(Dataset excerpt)
━━━━━━

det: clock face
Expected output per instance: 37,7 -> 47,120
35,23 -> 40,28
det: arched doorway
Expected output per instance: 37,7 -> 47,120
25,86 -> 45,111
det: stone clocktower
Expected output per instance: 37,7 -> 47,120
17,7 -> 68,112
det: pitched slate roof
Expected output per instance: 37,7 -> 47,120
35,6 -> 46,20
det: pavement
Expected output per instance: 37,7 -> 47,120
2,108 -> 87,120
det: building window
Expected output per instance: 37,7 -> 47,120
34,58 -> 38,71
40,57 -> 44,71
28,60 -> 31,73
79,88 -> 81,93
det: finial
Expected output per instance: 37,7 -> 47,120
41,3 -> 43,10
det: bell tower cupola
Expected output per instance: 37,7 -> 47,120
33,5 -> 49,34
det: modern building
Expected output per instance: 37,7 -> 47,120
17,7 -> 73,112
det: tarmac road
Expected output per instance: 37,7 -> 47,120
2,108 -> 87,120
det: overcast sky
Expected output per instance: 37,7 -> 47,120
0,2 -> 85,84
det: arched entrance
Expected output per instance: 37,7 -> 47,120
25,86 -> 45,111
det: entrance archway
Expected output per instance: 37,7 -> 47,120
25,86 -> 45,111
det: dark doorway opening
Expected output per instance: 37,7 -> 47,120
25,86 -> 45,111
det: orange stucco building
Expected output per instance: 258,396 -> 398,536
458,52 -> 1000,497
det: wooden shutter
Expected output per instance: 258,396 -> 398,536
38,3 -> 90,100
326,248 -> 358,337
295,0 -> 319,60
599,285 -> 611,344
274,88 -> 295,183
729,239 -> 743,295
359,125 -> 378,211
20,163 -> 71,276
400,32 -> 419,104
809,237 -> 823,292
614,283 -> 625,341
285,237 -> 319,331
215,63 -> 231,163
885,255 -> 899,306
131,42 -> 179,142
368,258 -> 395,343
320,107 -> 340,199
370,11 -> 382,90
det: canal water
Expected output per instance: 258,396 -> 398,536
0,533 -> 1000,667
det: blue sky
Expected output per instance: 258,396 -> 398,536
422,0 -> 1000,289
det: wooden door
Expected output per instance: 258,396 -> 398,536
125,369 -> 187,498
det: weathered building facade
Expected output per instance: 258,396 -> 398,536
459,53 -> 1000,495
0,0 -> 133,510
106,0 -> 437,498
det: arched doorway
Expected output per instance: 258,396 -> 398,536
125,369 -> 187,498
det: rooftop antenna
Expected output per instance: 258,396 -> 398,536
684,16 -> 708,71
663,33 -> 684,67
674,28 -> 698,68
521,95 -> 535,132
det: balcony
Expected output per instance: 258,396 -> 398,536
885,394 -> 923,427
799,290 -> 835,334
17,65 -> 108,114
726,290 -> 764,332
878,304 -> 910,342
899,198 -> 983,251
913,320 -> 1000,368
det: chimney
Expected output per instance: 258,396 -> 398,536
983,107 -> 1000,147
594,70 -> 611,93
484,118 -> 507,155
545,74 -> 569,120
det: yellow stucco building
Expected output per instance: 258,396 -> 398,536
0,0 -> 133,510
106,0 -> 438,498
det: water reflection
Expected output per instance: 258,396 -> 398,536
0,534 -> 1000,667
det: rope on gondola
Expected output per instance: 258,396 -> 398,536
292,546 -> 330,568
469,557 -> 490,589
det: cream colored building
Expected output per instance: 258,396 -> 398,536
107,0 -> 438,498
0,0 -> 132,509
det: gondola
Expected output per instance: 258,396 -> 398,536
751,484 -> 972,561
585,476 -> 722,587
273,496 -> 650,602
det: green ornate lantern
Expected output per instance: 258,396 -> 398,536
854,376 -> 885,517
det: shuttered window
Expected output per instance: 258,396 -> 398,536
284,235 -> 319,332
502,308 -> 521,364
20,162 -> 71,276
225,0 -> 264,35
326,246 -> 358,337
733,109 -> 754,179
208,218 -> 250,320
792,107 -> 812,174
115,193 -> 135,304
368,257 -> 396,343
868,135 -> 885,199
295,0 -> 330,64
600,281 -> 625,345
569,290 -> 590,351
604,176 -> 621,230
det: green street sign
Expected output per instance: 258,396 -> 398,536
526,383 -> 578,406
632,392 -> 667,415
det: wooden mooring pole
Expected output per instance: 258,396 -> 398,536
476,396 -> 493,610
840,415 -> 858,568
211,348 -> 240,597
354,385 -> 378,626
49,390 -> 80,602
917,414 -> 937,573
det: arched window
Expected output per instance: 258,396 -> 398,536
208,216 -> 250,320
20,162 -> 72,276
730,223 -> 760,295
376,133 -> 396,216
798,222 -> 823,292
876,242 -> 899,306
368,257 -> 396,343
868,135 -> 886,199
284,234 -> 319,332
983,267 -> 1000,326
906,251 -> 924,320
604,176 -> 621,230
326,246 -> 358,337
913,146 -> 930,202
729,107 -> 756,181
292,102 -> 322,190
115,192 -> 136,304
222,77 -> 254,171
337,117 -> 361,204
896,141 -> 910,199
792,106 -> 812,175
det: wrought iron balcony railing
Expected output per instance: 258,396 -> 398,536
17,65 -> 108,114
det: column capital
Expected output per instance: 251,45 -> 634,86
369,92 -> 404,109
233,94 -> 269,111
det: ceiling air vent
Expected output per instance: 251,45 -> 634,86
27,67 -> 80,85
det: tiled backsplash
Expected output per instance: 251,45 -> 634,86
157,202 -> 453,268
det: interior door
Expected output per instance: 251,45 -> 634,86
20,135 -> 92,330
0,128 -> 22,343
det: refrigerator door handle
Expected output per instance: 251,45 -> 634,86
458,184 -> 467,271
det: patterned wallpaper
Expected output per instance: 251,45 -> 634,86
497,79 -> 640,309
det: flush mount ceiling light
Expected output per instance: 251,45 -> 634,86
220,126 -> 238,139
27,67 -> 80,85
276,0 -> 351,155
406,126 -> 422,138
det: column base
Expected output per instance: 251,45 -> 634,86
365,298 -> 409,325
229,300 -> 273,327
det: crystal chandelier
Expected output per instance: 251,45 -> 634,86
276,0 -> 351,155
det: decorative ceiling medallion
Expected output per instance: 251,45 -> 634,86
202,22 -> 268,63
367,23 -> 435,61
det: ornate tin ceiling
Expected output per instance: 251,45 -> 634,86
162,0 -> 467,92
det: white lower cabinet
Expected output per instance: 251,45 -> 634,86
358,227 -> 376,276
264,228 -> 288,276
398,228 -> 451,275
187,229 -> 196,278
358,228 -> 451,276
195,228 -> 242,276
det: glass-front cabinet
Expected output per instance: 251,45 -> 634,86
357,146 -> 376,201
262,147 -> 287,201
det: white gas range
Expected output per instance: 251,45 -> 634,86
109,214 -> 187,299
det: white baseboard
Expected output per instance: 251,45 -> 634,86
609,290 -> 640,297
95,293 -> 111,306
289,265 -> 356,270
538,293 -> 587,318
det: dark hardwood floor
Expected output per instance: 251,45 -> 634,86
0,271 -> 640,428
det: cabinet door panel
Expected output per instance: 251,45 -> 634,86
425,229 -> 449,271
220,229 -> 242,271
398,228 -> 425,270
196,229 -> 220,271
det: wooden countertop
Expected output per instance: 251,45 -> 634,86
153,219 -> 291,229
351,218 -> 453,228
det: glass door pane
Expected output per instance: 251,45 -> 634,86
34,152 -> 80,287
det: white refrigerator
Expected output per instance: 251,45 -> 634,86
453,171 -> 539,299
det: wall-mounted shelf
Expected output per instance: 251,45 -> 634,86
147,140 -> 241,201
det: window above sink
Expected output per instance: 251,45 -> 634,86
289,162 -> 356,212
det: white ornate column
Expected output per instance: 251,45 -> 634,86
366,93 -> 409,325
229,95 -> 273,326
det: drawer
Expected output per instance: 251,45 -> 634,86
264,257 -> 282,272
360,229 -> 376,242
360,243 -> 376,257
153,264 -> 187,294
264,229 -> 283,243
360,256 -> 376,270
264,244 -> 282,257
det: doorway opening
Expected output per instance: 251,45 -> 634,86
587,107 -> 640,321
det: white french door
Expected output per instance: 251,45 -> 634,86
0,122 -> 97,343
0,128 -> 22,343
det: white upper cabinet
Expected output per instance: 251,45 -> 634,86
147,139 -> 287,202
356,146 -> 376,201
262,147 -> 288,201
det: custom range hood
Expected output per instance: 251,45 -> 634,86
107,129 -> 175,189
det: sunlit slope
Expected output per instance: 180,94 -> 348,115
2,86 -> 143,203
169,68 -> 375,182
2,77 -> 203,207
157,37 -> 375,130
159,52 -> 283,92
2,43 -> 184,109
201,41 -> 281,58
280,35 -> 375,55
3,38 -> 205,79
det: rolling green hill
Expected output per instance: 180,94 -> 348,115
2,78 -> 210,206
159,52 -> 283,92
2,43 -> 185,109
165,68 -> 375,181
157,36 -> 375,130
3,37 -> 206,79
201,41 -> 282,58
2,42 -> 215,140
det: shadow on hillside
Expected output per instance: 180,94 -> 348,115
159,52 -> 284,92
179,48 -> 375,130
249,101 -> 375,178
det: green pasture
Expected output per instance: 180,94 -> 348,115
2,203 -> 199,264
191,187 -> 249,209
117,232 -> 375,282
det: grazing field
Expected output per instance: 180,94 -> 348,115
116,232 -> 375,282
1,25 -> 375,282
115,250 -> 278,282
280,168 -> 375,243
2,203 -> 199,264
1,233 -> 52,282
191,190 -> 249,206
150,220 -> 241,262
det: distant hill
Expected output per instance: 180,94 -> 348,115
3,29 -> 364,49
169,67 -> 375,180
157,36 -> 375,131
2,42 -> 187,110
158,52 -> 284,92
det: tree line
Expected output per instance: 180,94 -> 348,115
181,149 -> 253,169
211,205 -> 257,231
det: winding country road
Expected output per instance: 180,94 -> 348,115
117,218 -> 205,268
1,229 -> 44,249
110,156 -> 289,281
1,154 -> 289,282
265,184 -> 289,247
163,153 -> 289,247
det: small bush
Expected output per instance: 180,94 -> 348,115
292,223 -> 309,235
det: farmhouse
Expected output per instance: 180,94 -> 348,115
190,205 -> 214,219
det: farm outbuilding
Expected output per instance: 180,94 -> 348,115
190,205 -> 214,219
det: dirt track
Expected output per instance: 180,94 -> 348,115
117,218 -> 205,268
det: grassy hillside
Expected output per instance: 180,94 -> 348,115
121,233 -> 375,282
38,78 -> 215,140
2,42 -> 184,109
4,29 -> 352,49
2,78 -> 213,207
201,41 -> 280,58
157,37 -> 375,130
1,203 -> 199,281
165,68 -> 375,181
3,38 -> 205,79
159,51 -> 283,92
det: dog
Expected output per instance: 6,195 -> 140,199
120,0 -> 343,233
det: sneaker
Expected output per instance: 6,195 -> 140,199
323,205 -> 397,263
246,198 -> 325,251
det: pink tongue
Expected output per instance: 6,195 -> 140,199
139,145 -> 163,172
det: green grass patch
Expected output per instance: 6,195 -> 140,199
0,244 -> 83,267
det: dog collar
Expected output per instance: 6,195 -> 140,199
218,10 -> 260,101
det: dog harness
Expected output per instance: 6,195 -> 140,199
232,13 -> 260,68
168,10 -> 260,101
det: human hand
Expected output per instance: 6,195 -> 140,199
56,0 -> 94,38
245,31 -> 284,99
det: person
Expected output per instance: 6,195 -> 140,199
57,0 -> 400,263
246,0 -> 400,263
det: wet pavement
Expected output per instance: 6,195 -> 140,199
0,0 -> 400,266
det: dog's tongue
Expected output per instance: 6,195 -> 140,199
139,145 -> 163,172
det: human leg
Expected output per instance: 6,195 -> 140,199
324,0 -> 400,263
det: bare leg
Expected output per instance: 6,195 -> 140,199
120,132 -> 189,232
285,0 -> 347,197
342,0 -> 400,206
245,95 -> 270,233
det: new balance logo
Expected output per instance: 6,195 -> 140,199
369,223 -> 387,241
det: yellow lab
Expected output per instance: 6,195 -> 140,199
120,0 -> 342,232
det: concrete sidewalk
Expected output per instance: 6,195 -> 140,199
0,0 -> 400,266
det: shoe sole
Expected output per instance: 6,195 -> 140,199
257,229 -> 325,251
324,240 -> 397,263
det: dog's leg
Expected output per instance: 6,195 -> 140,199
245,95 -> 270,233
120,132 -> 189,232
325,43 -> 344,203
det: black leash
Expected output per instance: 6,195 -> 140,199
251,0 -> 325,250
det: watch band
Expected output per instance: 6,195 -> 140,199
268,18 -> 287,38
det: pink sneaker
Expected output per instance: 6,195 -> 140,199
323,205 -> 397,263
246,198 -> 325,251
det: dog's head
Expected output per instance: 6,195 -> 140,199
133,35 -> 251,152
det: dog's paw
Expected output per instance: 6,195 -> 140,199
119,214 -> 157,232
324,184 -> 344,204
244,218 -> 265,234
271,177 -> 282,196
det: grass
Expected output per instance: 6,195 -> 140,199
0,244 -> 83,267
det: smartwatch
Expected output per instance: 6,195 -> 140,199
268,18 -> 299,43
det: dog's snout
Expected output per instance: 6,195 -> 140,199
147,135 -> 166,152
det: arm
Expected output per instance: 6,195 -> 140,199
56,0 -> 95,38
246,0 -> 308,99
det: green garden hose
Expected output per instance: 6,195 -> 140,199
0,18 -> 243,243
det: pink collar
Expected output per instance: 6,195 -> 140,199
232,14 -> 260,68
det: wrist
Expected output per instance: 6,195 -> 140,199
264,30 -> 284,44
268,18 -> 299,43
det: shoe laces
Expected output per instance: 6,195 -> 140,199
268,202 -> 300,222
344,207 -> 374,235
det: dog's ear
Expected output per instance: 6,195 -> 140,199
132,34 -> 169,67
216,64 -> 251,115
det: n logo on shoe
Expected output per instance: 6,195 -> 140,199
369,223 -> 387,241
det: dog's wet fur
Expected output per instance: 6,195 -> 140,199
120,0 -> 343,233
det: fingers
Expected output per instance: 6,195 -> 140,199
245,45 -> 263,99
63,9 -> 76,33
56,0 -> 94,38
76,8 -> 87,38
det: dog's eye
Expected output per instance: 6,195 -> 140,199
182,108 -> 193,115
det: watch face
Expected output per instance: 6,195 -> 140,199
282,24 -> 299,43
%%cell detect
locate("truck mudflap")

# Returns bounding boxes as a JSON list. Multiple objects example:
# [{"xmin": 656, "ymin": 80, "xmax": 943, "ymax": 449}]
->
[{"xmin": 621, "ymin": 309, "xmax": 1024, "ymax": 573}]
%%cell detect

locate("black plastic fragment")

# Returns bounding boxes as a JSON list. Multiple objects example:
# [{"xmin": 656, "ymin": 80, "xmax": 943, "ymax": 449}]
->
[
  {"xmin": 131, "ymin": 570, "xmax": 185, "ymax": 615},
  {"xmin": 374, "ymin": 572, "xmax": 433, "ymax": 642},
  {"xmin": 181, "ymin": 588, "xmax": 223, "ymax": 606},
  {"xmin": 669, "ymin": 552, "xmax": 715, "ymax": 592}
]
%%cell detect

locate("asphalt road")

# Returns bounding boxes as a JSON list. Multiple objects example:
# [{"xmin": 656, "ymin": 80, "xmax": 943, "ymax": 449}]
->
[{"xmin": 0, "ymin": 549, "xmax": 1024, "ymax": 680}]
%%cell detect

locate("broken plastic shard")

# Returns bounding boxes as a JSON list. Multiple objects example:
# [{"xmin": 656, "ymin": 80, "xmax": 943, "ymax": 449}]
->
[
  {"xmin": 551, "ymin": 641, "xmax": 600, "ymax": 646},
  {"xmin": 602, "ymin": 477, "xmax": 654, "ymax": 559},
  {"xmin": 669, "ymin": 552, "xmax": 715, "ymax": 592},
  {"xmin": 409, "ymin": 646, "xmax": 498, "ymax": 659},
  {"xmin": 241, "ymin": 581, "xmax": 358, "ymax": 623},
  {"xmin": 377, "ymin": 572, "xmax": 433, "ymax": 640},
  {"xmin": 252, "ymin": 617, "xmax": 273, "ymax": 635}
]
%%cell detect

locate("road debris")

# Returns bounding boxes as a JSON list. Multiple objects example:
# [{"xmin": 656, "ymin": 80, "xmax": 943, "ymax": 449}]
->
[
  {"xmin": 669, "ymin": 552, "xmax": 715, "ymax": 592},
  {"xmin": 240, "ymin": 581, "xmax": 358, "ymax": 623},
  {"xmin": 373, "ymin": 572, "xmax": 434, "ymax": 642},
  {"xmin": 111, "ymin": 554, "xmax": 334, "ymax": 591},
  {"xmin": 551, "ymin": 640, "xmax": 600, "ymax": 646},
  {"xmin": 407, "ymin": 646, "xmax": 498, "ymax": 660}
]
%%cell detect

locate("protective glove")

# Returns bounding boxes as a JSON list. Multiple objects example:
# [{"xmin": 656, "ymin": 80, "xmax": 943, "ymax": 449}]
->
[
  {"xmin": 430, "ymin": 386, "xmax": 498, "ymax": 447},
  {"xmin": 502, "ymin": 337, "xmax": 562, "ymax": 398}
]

━━━━━━

Copy the listing from the line with "det: green ornate lantern" to the line with "497,79 -> 640,309", changing "wooden mooring pole" to "mooring post" and leaving everything else as it is.

▶ CORRECT RESULT:
det: green ornate lantern
Expected output per instance: 258,396 -> 398,536
854,376 -> 885,517
det: shuttered window
Expected output per instance: 258,396 -> 398,536
284,235 -> 319,332
502,308 -> 521,364
20,162 -> 71,276
225,0 -> 264,35
326,246 -> 358,337
733,109 -> 754,179
208,218 -> 250,320
792,107 -> 812,174
115,193 -> 135,304
368,257 -> 396,343
868,135 -> 885,199
295,0 -> 330,64
600,281 -> 625,345
569,290 -> 590,351
604,176 -> 621,230
det: green street sign
Expected output per instance: 258,396 -> 398,536
526,383 -> 578,406
632,392 -> 667,415
det: mooring post
Expected output per instance: 258,396 -> 398,536
476,396 -> 493,610
840,415 -> 858,568
211,348 -> 240,597
354,385 -> 378,626
49,390 -> 80,602
917,414 -> 937,573
det: arched window
Expected output per instance: 258,396 -> 398,536
208,216 -> 250,320
20,162 -> 72,276
730,223 -> 760,295
376,133 -> 396,216
798,222 -> 823,292
876,242 -> 899,306
368,257 -> 396,343
868,135 -> 886,199
284,234 -> 319,332
983,267 -> 1000,326
906,251 -> 924,320
604,176 -> 621,230
326,246 -> 358,337
913,146 -> 930,202
729,107 -> 756,181
292,102 -> 322,190
115,192 -> 136,304
222,77 -> 254,171
337,117 -> 361,204
896,141 -> 910,199
792,106 -> 812,175
det: wrought iron balcony railing
Expected output per instance: 258,396 -> 398,536
17,65 -> 108,114
det: column capital
Expected output per instance: 251,45 -> 634,86
369,92 -> 404,109
233,94 -> 269,111
det: ceiling air vent
Expected output per instance: 251,45 -> 634,86
27,67 -> 80,85
det: tiled backsplash
Expected output per instance: 251,45 -> 634,86
157,202 -> 453,268
det: interior door
Expected output per instance: 251,45 -> 634,86
20,135 -> 92,330
0,128 -> 22,343
det: refrigerator door handle
Expected output per instance: 251,45 -> 634,86
458,184 -> 467,271
det: patterned wallpaper
Expected output per instance: 251,45 -> 634,86
497,79 -> 640,309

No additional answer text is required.